----- DATA EXCERPTS
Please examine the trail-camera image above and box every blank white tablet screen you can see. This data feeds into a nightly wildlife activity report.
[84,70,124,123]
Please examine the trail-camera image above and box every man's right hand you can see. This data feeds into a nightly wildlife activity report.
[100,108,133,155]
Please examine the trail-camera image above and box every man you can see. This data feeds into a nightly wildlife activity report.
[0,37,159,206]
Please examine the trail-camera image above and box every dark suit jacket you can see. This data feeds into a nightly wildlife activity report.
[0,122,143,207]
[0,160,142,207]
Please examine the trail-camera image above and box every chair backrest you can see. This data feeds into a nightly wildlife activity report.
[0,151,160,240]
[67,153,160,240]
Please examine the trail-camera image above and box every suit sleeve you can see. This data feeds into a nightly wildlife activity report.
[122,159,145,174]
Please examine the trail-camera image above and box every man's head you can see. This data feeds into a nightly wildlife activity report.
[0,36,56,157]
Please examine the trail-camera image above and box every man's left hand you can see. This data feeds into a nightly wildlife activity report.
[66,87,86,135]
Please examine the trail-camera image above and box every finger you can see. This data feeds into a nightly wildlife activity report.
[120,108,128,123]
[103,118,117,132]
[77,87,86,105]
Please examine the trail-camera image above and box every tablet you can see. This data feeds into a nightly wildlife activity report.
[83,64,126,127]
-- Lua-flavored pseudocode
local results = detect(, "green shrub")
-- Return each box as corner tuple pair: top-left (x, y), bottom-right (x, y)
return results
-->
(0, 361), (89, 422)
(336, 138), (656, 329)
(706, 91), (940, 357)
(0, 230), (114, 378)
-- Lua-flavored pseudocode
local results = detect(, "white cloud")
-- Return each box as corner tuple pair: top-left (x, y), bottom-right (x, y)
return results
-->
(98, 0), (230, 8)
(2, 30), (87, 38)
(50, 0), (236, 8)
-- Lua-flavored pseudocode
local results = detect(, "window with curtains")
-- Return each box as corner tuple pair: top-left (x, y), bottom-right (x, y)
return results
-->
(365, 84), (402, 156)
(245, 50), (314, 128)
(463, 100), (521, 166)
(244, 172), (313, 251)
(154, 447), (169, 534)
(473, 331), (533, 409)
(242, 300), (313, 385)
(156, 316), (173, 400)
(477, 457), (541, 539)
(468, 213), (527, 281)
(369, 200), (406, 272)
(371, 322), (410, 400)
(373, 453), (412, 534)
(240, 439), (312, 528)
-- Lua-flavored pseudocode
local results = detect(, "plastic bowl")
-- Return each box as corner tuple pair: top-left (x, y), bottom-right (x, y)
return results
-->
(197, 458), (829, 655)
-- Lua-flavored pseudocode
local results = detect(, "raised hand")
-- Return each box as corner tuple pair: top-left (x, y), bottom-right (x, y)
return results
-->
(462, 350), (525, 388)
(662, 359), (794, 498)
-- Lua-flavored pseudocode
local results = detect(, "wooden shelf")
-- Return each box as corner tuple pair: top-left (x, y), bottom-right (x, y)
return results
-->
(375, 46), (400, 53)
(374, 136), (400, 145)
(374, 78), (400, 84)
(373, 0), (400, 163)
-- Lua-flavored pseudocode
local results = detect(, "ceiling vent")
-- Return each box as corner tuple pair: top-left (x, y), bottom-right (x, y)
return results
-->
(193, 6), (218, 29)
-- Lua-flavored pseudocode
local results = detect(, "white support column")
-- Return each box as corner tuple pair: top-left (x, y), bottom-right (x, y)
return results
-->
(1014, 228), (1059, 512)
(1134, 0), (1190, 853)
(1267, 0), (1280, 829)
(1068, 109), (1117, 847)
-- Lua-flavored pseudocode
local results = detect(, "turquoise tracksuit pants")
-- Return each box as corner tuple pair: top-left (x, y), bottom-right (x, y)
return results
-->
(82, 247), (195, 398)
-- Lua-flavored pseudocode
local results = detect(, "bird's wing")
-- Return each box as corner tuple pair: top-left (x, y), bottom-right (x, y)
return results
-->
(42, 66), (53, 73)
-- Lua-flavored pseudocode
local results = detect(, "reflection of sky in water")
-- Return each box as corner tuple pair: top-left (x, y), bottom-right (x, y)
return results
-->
----------
PROBLEM TO WORK ON ▸
Reproduce every line of the material above without changing anything.

RESPONSE TO THE EXERCISE ▸
Please examine the trail-camera image above and box every blank white tablet screen you can see. This data feeds into a nightly wildlife activity report.
[84,70,124,123]
Please examine the trail-camera image above and box every man's right hand you can see. This data feeds into a nightly wildlife activity report.
[100,108,133,155]
Please examine the trail-camera image above and box every man you can see. This data feeds into a nightly wildlife activity report.
[0,37,159,206]
Please examine the trail-camera image above and box every dark suit jacket you can see. This data feeds into a nightly wildlife activity report.
[0,122,143,207]
[0,160,142,207]
Please examine the trail-camera image above and box every chair backrest you can see. This data feeds into a nightly wildlife activity report.
[0,151,160,240]
[67,153,160,240]
Please examine the trail-camera image above and box every suit sleeve you can see. This data feeds into a nightly wildlife activity report.
[122,159,145,174]
Please examine the trail-camera image above and box every man's head you can see. This data feeds into a nightly wildlife activity report.
[0,36,56,157]
Please examine the trail-camera image above and box every man's left hand you can see. This data feeds into a nightly wildlife activity report.
[66,87,86,135]
Please examine the trail-camera image above and box every finger you can see. This data feeds into a nightly wildlife activity report.
[120,108,128,123]
[103,118,117,132]
[77,87,86,105]
Please examine the trail-camera image above and box every tablet you can see. This data feeds into a nightly wildlife activity report.
[83,64,126,127]
-- Lua-flavored pseudocode
local results = detect(, "green shrub")
-- Return each box as corner tuple pair: top-left (x, y), bottom-right (x, y)
return results
-->
(0, 361), (89, 422)
(336, 138), (656, 329)
(706, 91), (940, 357)
(0, 230), (114, 378)
-- Lua-flavored pseudocode
local results = detect(, "white cloud")
-- Return each box as corner tuple pair: top-left (x, y), bottom-right (x, y)
return results
-->
(98, 0), (230, 8)
(2, 30), (87, 38)
(50, 0), (236, 8)
-- Lua-flavored pseudocode
local results = detect(, "window with curtains")
-- Return each box as corner tuple pair: top-left (x, y), bottom-right (x, y)
return results
-->
(365, 84), (402, 156)
(245, 50), (314, 128)
(463, 100), (521, 166)
(244, 172), (313, 251)
(154, 447), (169, 534)
(473, 331), (533, 409)
(242, 300), (313, 385)
(156, 316), (173, 400)
(477, 457), (541, 539)
(468, 213), (527, 281)
(369, 200), (406, 272)
(371, 322), (410, 400)
(373, 453), (412, 534)
(240, 439), (312, 528)
-- Lua-flavored pseudocode
local results = detect(, "plastic bowl")
-- Return each box as corner tuple pair: top-left (x, y), bottom-right (x, y)
return results
-->
(197, 458), (829, 655)
-- Lua-flavored pseudocode
local results = detect(, "raised hand")
-- Return each box as corner tuple pair: top-left (x, y), bottom-right (x, y)
return results
-->
(462, 350), (525, 388)
(662, 359), (794, 498)
-- Lua-flavored pseudocode
local results = detect(, "wooden shelf")
-- Return each box as corner tuple pair: top-left (x, y), bottom-right (x, y)
return results
-->
(375, 46), (400, 53)
(374, 136), (400, 145)
(374, 78), (400, 84)
(373, 0), (400, 163)
-- Lua-flavored pseudocode
local results = detect(, "ceiling vent")
-- Return each box as corner tuple pair: top-left (x, y), bottom-right (x, y)
return results
-->
(193, 6), (218, 29)
-- Lua-flavored pseudocode
local results = detect(, "white support column")
-- Return each box as corner tuple pair: top-left (x, y), bottom-right (x, y)
return results
-->
(1014, 228), (1059, 512)
(1134, 0), (1190, 853)
(1267, 0), (1280, 829)
(1068, 109), (1117, 847)
-- Lua-flavored pseudocode
local results = detect(, "turquoise tracksuit pants")
-- Return each box as corner tuple pair: top-left (x, y), bottom-right (x, y)
return results
-->
(82, 247), (195, 398)
-- Lua-flavored pseudocode
local results = detect(, "bird's wing")
-- Return each box as corner tuple pair: top-left (x, y), bottom-right (x, y)
return results
-->
(42, 66), (53, 73)
-- Lua-flavored pseudocode
local results = detect(, "reflection of sky in water")
-- Return each box as corner tuple pair: top-left (x, y), bottom-right (x, y)
return results
-->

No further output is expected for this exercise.